• _Exercise brief_
Every line from the line containing "of the clear" to the end of the data must appear in the answer exactly as it appears there, and nothing else.

─── Information shown

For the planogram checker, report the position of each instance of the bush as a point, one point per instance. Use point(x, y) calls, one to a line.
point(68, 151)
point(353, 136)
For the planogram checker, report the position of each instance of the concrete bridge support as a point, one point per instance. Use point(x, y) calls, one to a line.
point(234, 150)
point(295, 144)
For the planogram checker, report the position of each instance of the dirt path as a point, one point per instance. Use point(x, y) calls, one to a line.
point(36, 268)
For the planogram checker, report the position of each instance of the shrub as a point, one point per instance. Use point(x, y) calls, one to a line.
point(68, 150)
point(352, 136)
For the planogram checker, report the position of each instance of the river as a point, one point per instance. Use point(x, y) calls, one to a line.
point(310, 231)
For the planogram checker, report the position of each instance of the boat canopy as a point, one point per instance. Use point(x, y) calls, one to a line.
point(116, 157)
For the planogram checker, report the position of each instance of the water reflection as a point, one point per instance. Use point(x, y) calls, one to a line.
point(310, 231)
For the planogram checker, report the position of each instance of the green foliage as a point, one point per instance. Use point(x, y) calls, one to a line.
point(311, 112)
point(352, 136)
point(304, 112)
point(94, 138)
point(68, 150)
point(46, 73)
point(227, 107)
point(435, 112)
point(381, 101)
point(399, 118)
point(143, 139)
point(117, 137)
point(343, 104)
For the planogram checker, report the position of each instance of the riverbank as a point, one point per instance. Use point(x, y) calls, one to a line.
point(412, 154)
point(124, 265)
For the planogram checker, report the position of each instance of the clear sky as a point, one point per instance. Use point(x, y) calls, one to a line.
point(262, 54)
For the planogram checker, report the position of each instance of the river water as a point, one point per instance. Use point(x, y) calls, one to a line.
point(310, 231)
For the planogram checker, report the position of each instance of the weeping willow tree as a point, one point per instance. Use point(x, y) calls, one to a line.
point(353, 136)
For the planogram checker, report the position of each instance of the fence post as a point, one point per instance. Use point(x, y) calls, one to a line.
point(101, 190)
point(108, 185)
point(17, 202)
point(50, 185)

──────

• _Solution to this problem_
For the planogram checker, report the position of each instance of the clear sky as a point, one point per instance. Use point(x, y) calls, one to a line.
point(262, 54)
For the planogram checker, report the position of each instance of the river water as a point, one point per instance. Use point(x, y) calls, one to a line.
point(310, 231)
For the planogram checker, report the position of each instance of the weeping willow tree as a point, one point per instance. Use point(x, y) calls, one to a line.
point(353, 136)
For the planogram checker, report the position of each instance of the fence post as a point, one point per instance. Use point(x, y) calls, one to a line.
point(101, 190)
point(108, 185)
point(17, 202)
point(50, 185)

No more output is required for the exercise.